Items stored from a collection:

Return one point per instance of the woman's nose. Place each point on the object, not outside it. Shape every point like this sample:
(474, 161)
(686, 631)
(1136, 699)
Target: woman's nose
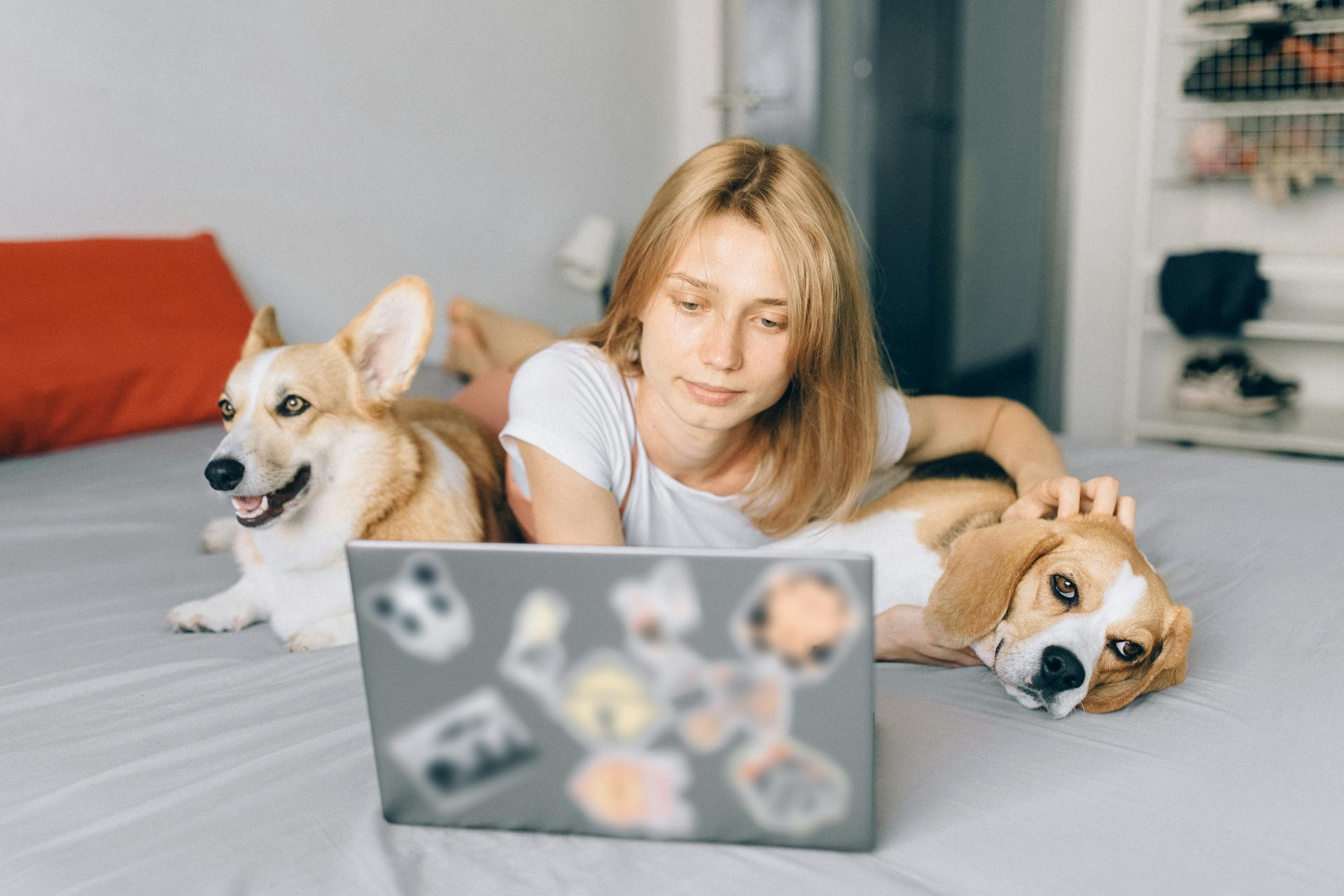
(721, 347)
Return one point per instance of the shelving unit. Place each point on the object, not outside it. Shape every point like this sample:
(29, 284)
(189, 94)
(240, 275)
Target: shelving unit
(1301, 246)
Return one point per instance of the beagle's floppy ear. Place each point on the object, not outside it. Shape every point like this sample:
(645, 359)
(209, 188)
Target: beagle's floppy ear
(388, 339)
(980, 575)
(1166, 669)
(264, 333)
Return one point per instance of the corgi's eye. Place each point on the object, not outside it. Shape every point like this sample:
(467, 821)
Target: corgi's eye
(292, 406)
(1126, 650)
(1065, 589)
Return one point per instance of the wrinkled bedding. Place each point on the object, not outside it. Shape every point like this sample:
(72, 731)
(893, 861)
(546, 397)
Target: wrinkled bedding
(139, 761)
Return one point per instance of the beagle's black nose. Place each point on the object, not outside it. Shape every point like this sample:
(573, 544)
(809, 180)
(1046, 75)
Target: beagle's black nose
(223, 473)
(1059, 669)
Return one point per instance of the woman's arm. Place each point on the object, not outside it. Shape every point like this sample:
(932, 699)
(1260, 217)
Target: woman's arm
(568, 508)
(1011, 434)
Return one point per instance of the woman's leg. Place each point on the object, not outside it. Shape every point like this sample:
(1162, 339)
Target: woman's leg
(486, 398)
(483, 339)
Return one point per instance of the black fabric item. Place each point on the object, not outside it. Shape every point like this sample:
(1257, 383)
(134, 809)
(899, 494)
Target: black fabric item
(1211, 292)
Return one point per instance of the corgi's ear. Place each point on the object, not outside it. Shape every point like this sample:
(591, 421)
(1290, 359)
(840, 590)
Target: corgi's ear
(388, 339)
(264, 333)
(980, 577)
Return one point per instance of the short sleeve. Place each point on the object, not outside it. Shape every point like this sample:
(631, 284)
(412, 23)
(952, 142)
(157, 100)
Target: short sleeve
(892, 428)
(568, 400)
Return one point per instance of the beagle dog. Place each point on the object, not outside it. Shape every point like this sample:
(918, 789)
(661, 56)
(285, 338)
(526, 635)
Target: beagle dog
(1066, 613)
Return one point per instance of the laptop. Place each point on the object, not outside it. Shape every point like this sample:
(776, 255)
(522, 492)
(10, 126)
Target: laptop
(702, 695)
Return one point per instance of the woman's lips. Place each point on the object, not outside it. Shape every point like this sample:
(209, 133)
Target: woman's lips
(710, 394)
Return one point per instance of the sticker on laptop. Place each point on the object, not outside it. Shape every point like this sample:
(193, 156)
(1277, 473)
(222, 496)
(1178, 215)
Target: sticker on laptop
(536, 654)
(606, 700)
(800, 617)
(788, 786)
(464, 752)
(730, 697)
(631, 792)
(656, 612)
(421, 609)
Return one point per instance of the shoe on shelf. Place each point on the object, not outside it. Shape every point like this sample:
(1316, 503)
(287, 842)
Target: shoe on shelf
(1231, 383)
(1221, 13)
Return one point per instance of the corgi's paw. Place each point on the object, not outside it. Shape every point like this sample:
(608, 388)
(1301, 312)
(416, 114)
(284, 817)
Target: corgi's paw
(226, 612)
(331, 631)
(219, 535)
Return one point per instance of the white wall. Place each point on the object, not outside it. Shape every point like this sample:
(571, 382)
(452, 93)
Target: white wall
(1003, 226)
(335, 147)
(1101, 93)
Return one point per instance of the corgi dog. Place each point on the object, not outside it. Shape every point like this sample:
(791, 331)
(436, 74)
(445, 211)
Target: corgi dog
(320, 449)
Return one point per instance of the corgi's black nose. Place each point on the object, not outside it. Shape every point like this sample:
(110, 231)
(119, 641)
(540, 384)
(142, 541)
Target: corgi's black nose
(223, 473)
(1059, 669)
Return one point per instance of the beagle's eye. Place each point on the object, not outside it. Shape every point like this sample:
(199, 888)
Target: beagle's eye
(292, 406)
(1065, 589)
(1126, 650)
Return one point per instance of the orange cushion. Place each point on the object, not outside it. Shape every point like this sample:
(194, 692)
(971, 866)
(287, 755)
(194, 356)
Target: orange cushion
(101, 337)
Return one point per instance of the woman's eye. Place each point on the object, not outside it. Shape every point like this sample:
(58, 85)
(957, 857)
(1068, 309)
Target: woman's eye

## WRITTEN INSTRUCTION
Reproduce every line of the listing above, starting with the line that contains "Return one point per instance of the shoe" and going on through the end of the listing. Offset each coordinate in the answers by -105, and leave all other lines unaltered.

## PROBLEM SOLUTION
Return one point per instance of the shoe on shelf. Place each point on the object, not outside it. Shape every point like this sample:
(1316, 503)
(287, 842)
Target: shoe on shelf
(1126, 278)
(1116, -92)
Return one point per instance of the corgi's paw. Place each point on the object, not outside it. Shape every point like this sample:
(608, 388)
(1301, 312)
(416, 114)
(284, 817)
Target: corgi's paw
(121, 507)
(226, 526)
(114, 430)
Return one point per instance of the white wall. Place each point on the object, not outside it. Shape every point like this sample:
(571, 382)
(452, 93)
Target: white wall
(898, 121)
(230, 42)
(996, -12)
Return one point per instance of the corgi dog. Place each point on the object, not outside it. Shape every point like this sample:
(791, 331)
(436, 74)
(445, 211)
Target: corgi dog
(215, 344)
Return one point per instance of the corgi's black nose. Place each point on the object, not outside it. Shape every point like this sample:
(110, 231)
(119, 641)
(540, 384)
(142, 541)
Target: corgi's black nose
(118, 368)
(954, 564)
Return one point per instance of the beagle's eye. Place each point on the object, not outside it. Shape every point like this sample:
(199, 888)
Target: beagle's eye
(187, 301)
(960, 484)
(1021, 545)
Return one point per instance of the orange cushion. Place each point on the object, not outside it. Shape every point like this sample:
(194, 692)
(971, 866)
(287, 755)
(194, 356)
Target: orange cushion
(-4, 232)
Return one point per instance of the woman's eye. Place each point on the object, not outside it. Shape every point like this sample:
(58, 85)
(957, 857)
(1068, 309)
Target: woman's eye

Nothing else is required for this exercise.